EXCERPTED TEXT:
::::::::
Suppose a DivideByZeroException is thrown. You might expect it to be caught by the second catch block, but it will, in fact, get caught by the first one. This is because, according to the inheritance hierarchy, a DivideByZeroException is an ArithmeticException, so the type of the first catch block matches. To get the behavior you expect when using more than one catch block, you need to rank the catch blocks from most specific to most general. The compiler will give you warning C4286 if you get the catch blocks in the wrong order. This works for both managed and unmanaged code. So, if you just want to catch all arithmetic exceptions, you can simply put in a handler for ArithmeticException, and all exceptions from derived classes will get caught. In the most general case, you can simply add a handler for Exception, and all managed exceptions will be caught.
::::::::
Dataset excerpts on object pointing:
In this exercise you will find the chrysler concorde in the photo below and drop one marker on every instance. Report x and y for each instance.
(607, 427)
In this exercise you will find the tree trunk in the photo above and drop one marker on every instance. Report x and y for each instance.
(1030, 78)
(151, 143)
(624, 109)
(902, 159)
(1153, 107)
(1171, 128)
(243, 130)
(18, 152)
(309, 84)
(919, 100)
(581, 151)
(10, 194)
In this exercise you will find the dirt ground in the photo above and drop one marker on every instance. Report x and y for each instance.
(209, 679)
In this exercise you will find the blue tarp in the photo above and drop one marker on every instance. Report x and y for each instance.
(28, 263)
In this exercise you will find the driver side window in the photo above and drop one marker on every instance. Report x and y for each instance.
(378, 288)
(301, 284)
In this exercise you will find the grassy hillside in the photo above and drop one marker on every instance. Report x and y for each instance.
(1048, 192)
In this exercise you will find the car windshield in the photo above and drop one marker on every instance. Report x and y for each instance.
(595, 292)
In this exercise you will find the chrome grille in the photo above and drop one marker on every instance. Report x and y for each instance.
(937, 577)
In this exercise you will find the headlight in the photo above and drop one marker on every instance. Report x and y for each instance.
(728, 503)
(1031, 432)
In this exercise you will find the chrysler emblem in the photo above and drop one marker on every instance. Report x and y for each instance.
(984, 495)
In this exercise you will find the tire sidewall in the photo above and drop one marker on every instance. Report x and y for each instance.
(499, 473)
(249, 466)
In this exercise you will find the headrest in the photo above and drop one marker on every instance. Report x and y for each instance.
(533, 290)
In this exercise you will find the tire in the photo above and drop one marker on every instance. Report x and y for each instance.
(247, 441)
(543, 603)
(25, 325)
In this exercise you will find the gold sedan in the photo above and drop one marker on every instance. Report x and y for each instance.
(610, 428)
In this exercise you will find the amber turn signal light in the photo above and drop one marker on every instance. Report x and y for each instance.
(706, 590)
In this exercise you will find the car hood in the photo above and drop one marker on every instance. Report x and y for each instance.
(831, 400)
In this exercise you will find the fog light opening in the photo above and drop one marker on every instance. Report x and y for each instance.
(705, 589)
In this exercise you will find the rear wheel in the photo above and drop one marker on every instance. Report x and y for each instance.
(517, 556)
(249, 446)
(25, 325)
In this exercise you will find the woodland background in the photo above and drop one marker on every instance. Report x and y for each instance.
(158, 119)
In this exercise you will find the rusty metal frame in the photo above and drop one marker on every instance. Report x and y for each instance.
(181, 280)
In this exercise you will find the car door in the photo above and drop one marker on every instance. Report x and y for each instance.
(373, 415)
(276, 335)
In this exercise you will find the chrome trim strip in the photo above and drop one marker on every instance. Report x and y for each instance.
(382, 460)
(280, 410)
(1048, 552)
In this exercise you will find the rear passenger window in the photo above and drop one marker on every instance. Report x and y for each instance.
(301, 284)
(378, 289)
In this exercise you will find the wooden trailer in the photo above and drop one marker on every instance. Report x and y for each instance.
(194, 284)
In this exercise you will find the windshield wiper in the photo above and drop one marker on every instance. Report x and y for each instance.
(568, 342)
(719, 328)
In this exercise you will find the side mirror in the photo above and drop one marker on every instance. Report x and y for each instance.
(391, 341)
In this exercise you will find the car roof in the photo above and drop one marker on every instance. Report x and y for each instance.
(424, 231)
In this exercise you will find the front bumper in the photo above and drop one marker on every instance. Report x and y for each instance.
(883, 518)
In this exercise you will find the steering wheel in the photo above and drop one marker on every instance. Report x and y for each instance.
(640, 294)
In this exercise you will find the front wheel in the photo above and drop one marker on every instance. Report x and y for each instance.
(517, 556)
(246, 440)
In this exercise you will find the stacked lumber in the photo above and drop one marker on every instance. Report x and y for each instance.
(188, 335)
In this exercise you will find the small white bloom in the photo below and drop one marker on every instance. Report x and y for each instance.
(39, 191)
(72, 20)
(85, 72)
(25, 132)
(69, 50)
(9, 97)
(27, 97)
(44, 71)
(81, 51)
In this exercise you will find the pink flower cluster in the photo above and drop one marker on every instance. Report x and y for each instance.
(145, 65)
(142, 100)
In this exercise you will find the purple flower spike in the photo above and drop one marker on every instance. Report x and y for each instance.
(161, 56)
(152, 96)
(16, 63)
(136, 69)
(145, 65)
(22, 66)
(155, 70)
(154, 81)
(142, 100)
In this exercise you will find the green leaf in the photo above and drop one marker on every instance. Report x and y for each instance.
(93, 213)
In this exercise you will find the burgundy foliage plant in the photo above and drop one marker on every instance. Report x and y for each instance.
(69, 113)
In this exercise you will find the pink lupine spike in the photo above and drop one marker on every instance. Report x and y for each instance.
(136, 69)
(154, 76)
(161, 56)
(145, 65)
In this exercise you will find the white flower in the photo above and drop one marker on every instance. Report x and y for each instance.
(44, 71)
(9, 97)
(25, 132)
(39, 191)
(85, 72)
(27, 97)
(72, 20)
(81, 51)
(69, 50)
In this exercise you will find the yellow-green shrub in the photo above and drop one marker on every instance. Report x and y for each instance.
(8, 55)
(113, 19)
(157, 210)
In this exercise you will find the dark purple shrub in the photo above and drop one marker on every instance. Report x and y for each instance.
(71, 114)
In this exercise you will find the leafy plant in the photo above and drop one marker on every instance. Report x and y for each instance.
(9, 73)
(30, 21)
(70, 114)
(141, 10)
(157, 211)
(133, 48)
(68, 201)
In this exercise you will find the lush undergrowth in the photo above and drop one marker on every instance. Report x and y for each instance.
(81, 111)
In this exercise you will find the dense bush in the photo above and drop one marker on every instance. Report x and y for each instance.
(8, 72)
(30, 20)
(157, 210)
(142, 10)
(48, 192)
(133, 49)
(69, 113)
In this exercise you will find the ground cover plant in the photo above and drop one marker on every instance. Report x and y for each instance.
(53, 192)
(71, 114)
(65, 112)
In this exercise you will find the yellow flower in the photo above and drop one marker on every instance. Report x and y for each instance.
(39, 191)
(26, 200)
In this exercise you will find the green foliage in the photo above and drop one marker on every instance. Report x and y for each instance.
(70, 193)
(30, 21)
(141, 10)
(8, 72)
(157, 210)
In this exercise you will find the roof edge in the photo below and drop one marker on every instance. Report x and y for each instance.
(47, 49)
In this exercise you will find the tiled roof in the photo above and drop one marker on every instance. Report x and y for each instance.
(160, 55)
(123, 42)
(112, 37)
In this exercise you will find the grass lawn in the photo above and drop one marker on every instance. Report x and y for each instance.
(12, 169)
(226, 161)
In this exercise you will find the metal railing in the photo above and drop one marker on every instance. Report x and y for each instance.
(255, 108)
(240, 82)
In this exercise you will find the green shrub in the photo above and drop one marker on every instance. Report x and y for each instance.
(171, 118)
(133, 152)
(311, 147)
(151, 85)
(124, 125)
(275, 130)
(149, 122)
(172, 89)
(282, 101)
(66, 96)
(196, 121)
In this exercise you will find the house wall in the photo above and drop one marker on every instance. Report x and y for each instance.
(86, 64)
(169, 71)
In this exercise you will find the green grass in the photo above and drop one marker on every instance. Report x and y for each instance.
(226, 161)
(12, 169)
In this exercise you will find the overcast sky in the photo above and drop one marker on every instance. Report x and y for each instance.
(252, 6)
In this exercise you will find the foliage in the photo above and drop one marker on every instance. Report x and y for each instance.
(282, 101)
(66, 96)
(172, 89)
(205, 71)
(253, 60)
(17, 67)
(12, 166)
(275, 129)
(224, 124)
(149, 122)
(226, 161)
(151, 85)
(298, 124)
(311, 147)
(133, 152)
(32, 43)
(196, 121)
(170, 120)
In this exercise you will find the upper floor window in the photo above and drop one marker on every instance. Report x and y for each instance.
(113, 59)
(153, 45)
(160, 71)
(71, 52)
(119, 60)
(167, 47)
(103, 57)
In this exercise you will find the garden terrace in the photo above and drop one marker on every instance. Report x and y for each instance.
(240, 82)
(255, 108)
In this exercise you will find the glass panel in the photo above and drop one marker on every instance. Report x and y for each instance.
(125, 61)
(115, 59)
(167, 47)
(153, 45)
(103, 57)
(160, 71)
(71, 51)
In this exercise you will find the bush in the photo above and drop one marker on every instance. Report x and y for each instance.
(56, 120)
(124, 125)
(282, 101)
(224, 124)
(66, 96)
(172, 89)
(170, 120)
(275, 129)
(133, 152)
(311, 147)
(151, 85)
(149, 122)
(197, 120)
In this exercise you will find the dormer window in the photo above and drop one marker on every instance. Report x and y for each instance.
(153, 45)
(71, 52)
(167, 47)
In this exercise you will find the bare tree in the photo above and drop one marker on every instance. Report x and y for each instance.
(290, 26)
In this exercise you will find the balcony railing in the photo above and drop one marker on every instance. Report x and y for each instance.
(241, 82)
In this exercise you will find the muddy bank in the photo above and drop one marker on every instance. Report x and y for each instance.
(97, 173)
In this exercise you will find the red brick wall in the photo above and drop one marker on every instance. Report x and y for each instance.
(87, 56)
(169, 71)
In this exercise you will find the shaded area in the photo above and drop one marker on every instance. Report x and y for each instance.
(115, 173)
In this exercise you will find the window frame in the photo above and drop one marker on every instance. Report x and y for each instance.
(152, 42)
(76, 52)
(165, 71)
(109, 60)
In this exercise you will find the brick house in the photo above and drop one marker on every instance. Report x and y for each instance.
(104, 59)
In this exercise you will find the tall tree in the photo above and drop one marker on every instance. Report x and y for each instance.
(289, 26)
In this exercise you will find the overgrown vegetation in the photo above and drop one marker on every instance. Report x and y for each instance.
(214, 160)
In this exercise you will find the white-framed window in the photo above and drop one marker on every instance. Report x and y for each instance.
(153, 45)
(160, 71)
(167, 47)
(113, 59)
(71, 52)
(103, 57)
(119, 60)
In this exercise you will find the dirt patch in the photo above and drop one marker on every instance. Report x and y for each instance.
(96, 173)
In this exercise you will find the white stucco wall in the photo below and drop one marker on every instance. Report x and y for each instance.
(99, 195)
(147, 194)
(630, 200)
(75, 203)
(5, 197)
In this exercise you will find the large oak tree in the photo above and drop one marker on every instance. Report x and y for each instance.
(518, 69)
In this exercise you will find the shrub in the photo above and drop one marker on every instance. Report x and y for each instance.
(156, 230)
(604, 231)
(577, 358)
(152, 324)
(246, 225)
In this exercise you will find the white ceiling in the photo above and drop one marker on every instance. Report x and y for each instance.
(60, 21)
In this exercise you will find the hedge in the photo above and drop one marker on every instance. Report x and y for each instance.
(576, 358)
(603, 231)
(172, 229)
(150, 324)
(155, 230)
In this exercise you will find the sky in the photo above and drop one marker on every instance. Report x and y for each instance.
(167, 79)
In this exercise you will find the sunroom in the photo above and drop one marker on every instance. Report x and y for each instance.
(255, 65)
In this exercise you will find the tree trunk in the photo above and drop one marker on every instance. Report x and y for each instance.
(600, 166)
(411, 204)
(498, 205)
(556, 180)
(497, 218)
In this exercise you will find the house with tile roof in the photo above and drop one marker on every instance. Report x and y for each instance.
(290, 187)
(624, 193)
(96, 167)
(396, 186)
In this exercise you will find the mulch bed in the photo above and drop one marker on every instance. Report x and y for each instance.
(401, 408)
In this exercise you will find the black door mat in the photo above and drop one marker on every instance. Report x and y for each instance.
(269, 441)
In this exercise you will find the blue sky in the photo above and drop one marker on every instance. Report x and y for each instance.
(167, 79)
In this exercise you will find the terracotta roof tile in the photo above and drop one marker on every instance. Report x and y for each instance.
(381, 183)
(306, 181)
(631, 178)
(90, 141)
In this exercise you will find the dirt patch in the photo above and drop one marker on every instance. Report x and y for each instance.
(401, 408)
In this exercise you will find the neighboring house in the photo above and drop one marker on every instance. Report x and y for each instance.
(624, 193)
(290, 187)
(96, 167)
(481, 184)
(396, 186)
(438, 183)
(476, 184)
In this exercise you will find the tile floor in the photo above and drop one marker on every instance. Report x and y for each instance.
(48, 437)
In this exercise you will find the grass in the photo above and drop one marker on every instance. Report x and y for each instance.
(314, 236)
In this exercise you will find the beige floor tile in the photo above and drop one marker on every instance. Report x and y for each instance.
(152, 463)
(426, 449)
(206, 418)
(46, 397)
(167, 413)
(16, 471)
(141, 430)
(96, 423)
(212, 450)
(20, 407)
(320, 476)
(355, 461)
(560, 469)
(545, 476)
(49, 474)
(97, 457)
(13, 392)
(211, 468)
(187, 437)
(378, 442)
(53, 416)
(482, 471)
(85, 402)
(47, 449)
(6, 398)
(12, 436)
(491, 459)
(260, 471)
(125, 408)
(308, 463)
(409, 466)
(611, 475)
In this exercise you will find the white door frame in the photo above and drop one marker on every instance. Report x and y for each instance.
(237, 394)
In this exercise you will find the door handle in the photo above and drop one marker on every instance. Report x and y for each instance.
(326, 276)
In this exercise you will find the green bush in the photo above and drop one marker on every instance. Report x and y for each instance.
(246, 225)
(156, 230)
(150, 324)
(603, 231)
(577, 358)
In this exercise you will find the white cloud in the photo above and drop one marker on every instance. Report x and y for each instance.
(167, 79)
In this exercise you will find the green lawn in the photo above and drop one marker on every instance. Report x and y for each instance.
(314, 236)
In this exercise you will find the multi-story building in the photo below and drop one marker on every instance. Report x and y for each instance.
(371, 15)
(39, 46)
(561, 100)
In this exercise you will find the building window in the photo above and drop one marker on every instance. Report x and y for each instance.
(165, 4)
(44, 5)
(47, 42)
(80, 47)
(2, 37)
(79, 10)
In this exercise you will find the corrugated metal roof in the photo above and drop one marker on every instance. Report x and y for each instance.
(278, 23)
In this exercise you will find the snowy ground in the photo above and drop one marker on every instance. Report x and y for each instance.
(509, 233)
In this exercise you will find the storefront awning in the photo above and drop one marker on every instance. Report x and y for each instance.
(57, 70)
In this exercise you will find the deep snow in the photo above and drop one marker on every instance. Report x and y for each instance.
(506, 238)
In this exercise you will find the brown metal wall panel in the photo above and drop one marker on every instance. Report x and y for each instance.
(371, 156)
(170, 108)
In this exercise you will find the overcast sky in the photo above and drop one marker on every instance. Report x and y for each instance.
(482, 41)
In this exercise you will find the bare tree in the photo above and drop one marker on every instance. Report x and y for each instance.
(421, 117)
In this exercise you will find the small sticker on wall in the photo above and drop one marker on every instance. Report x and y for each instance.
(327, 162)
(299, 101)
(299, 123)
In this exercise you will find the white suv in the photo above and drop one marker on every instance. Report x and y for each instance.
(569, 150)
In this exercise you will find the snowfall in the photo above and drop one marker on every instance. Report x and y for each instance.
::::::::
WHAT THIS EXERCISE ASKS:
(a) In one to three sentences, explain why the passage on catch block ordering says a DivideByZeroException ends up in the first catch block rather than the second.
(b) Pick up the passage on catch block ordering after its last sentence and continue it.

TASK-BY-TASK OUTPUTS:
(a) In the inheritance hierarchy, a DivideByZeroException is an ArithmeticException. The type of the first catch block therefore matches, so that block catches the exception before the second one is reached.

(b)
Using Exceptions with Constructors

 

One of the advantages of exceptions mentioned before is: they enable you to signal an error where there’s no way to return a value. They’re very useful for reporting errors in constructors, which, as you now know, don’t have a return value. In the following exercise, you’ll see how to define a simple class that uses an exception to report errors from its constructor, and you’ll also see how to check for exceptions when creating objects of this type.

 

1.        Start Visual C++/Studio .NET, and create a new CLR Console Application project named CtorTest.

 

Creating new CLR Console Application C++ .NET project

 

2.        Immediately after the using namespace System; line and immediately before main(), add the following class definition:

ref class Test

{

    String^ pv;

    public:

    Test(String^ pval)

    {

        // test for null pointer or empty string

        if (pval == nullptr || pval == L"")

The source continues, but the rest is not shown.